§ **Instructions to follow**: Comb through the entries for "below" and pull out each line that holds it.

★ ★ ★ ★ ★

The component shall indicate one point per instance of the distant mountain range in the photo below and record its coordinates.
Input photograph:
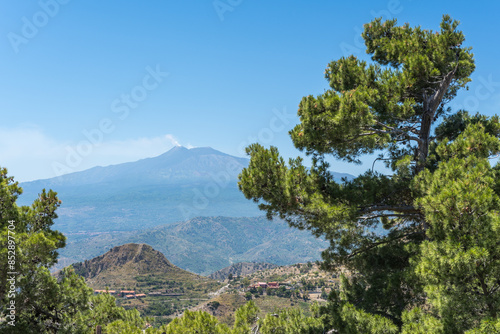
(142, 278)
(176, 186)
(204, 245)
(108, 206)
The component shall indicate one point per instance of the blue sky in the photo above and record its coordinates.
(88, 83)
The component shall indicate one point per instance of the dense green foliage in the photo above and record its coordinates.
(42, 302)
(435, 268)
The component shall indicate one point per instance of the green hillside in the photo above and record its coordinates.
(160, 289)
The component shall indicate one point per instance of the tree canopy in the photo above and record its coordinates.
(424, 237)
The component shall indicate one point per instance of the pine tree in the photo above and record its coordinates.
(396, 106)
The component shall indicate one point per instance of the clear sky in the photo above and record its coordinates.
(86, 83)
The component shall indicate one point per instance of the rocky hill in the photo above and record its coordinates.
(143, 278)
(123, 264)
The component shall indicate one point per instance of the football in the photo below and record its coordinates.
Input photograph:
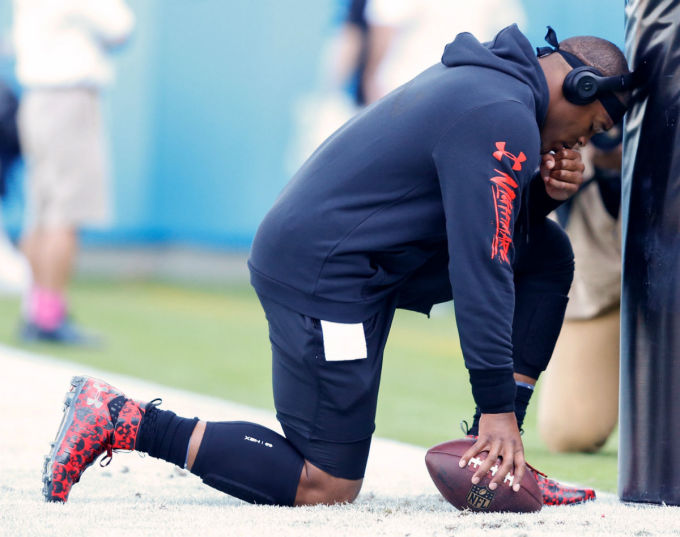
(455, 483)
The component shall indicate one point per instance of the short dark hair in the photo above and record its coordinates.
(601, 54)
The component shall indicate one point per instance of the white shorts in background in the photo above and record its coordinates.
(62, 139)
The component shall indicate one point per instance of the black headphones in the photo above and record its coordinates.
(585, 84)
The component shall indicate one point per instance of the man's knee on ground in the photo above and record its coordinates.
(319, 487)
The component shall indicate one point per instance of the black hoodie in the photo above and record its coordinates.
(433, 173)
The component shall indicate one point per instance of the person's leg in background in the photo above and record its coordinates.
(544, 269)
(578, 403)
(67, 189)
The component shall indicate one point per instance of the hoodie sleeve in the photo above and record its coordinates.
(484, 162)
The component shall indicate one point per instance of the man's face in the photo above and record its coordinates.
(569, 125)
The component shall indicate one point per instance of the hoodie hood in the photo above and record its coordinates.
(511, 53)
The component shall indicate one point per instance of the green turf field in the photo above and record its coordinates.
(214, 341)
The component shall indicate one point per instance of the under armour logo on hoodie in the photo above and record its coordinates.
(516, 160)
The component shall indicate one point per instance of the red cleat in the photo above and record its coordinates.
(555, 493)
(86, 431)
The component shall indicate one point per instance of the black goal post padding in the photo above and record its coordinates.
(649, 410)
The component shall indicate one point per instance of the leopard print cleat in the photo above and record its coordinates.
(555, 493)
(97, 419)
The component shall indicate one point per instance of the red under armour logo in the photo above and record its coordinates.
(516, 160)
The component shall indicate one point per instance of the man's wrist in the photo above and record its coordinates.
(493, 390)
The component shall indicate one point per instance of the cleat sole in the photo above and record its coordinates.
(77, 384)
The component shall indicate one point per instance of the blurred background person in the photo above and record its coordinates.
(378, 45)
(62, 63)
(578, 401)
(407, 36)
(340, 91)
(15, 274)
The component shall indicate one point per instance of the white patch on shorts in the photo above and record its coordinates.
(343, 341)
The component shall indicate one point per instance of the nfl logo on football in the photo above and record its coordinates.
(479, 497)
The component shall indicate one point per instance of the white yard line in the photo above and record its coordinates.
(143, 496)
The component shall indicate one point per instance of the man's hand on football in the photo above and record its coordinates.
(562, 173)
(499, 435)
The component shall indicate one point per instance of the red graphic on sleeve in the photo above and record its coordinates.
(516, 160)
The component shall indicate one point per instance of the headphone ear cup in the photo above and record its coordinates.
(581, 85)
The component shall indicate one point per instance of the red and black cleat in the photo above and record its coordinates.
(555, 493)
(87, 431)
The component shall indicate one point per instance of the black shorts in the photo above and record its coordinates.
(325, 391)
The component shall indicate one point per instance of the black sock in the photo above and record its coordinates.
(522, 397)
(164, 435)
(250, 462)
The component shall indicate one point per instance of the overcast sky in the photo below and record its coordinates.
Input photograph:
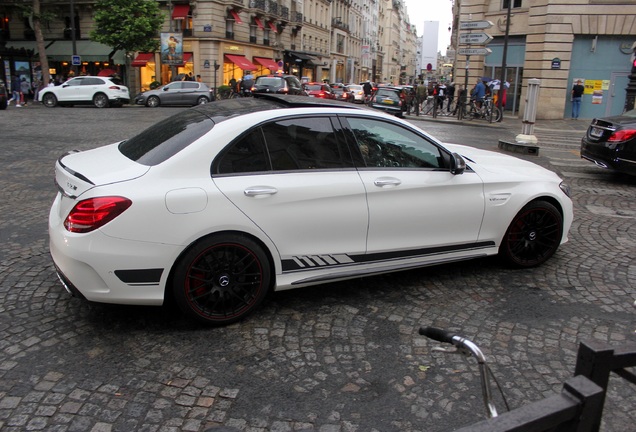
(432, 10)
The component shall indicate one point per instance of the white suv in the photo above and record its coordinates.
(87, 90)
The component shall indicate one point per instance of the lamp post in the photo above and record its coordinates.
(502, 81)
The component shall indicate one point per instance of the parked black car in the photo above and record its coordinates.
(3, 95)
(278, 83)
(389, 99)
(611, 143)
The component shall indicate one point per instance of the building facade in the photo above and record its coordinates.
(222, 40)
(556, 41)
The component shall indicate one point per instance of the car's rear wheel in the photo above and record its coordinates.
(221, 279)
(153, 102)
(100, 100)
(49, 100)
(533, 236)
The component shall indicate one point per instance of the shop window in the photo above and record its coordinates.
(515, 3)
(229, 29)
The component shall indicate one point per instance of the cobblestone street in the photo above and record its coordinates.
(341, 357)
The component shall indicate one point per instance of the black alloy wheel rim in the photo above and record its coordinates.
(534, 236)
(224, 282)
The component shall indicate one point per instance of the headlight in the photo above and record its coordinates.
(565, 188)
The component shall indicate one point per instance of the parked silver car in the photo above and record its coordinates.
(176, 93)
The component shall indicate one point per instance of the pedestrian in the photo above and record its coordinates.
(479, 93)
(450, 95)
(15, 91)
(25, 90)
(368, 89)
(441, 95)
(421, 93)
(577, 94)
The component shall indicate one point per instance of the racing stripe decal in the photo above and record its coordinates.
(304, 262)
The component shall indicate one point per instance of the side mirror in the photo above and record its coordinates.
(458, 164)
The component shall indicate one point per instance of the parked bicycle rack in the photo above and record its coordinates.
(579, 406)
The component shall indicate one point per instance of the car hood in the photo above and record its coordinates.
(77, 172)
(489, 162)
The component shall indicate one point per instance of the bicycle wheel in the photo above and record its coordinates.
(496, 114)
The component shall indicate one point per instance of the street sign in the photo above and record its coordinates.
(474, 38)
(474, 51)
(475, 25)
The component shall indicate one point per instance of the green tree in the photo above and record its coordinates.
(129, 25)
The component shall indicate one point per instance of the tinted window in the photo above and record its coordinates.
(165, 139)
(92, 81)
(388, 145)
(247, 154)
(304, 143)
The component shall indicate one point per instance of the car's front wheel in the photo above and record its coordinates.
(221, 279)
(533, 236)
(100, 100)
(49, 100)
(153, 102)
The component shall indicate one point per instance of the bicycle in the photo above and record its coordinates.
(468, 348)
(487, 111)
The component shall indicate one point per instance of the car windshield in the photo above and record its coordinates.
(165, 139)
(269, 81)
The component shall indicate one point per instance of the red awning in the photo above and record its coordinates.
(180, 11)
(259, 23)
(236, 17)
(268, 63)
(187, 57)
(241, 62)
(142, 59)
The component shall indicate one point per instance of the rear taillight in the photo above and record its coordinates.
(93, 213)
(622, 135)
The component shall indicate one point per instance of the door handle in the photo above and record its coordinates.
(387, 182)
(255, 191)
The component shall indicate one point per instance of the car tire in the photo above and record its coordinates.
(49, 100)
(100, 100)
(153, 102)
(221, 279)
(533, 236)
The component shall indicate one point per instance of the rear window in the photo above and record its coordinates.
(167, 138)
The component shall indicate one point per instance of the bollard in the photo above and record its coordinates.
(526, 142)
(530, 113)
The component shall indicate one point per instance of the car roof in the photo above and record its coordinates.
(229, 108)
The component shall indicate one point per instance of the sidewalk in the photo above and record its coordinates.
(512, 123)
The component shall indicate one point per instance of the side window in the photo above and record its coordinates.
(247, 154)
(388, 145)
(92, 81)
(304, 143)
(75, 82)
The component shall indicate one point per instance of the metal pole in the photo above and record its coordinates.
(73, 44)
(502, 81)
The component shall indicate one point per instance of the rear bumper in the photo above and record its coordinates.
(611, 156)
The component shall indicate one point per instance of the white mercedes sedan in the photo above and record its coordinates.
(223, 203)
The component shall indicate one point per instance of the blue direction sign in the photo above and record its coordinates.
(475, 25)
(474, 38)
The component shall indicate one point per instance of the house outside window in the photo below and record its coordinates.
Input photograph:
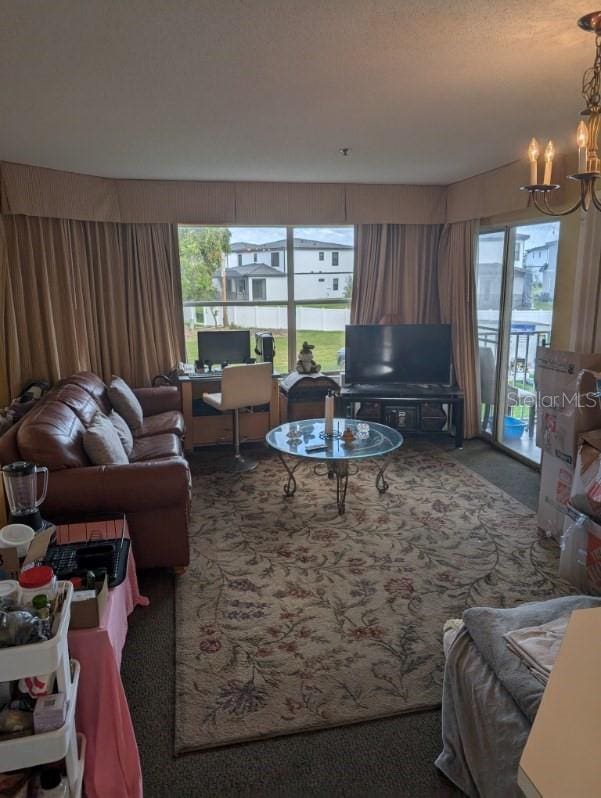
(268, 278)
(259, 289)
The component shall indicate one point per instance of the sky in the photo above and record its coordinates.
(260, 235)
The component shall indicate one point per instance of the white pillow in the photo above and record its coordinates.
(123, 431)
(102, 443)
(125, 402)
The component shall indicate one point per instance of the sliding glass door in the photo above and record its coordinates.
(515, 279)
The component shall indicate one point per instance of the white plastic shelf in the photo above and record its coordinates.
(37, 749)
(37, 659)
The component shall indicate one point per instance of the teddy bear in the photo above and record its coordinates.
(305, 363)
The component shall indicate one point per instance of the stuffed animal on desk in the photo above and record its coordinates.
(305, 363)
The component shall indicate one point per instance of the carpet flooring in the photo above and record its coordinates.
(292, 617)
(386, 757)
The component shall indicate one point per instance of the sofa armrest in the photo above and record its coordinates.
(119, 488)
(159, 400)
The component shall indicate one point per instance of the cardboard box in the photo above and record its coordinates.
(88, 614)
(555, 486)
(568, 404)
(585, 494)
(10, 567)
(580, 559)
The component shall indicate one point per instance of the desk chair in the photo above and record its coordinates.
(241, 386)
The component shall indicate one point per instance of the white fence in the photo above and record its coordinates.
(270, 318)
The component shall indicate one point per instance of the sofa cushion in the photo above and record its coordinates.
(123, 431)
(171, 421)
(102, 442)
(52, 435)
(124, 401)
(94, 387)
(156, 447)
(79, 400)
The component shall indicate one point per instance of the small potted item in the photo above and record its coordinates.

★ ★ ★ ★ ★

§ **Answer box**:
The component shall indicate one point per instance of the distant mountain range in the photo below and record its coordinates.
The component shall indicate one point per instance of the football in the photo below and record its coordinates.
The component shall indicate one point per instance of the overcast sky in the photo below and record its coordinates.
The component shall indicate one point per instance of the house outside window in the photo below and record its coordinates.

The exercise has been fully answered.